| Directions for this task |
Please state the maximum fine, according to the article on Saskatchewan's self-isolation rules, for residents who refuse to self-isolate after international travel.

Jail time and fines on the way for residents who refuse self-isolation after international travel — Updated

Updated as of 6:55 p.m., Friday, March 20.

The provincial government says Saskatchewan residents who refuse to self-isolate after returning from international travel will face fines of up to $2,000 and possibly jail time.

Premier Scott Moe made the announcement on Friday after the province announced six new presumptive COVID-19 cases, including two people in their 60s who were tested in Prince Albert after travelling to Arizona.

The new rules were part of a series of laws and financial supports introduced by the government on Friday. Moe signed an order pursuant to the provincial State of Emergency which he said would put “the full weight of the law” behind the Chief Medical Health Officer’s orders.

Moe added that he knows the majority of Saskatchewan residents are taking the COVID-19 outbreak seriously. These measures are directed at those who don’t.

“This is not a suggestion. It is not a guideline. It is now the law,” Moe said during a media briefing on Friday. “When you return to Canada, you must go home immediately and you must self-isolate for two weeks. This doesn’t mean that you go to the grocery store or go to the drug store or go fill up with gas and then you go home and self-isolate. It means you go home and you stay home, now. If you don’t do this, you are now breaking the law.”

| Recorded data |
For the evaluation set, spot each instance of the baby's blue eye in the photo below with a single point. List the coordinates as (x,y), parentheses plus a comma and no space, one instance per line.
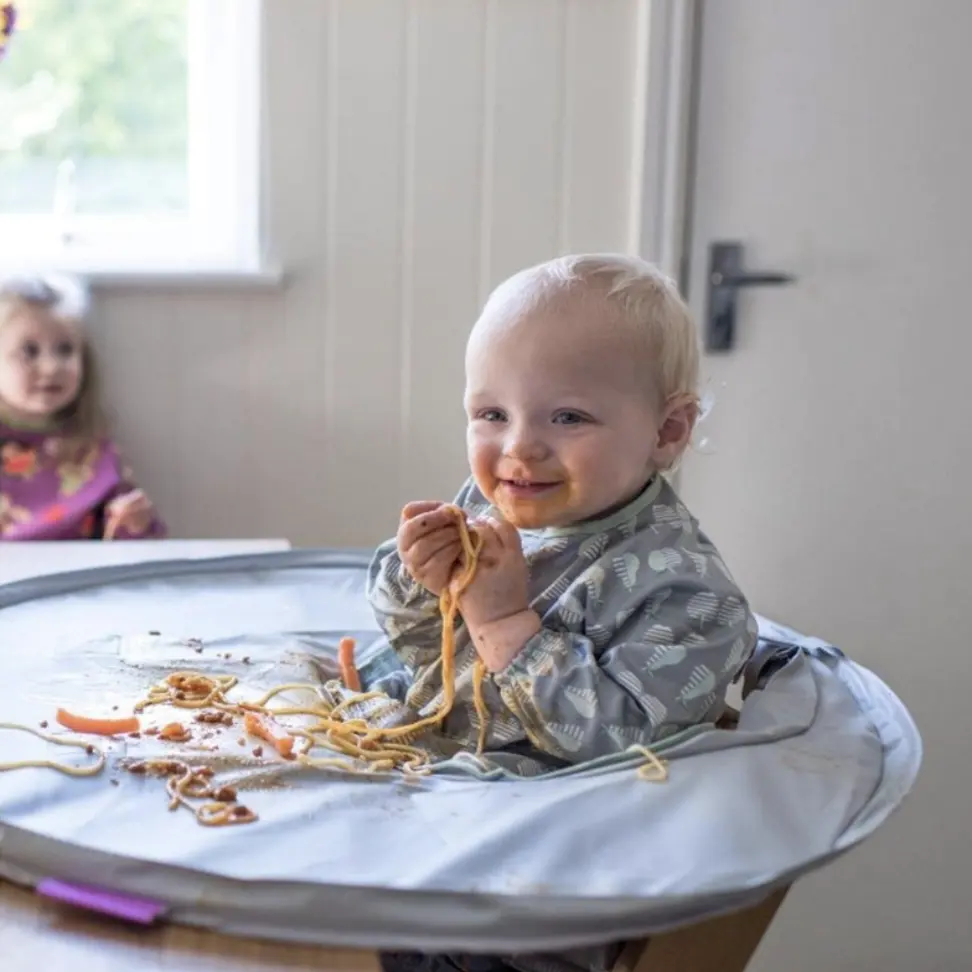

| Exercise result |
Up to $2,000.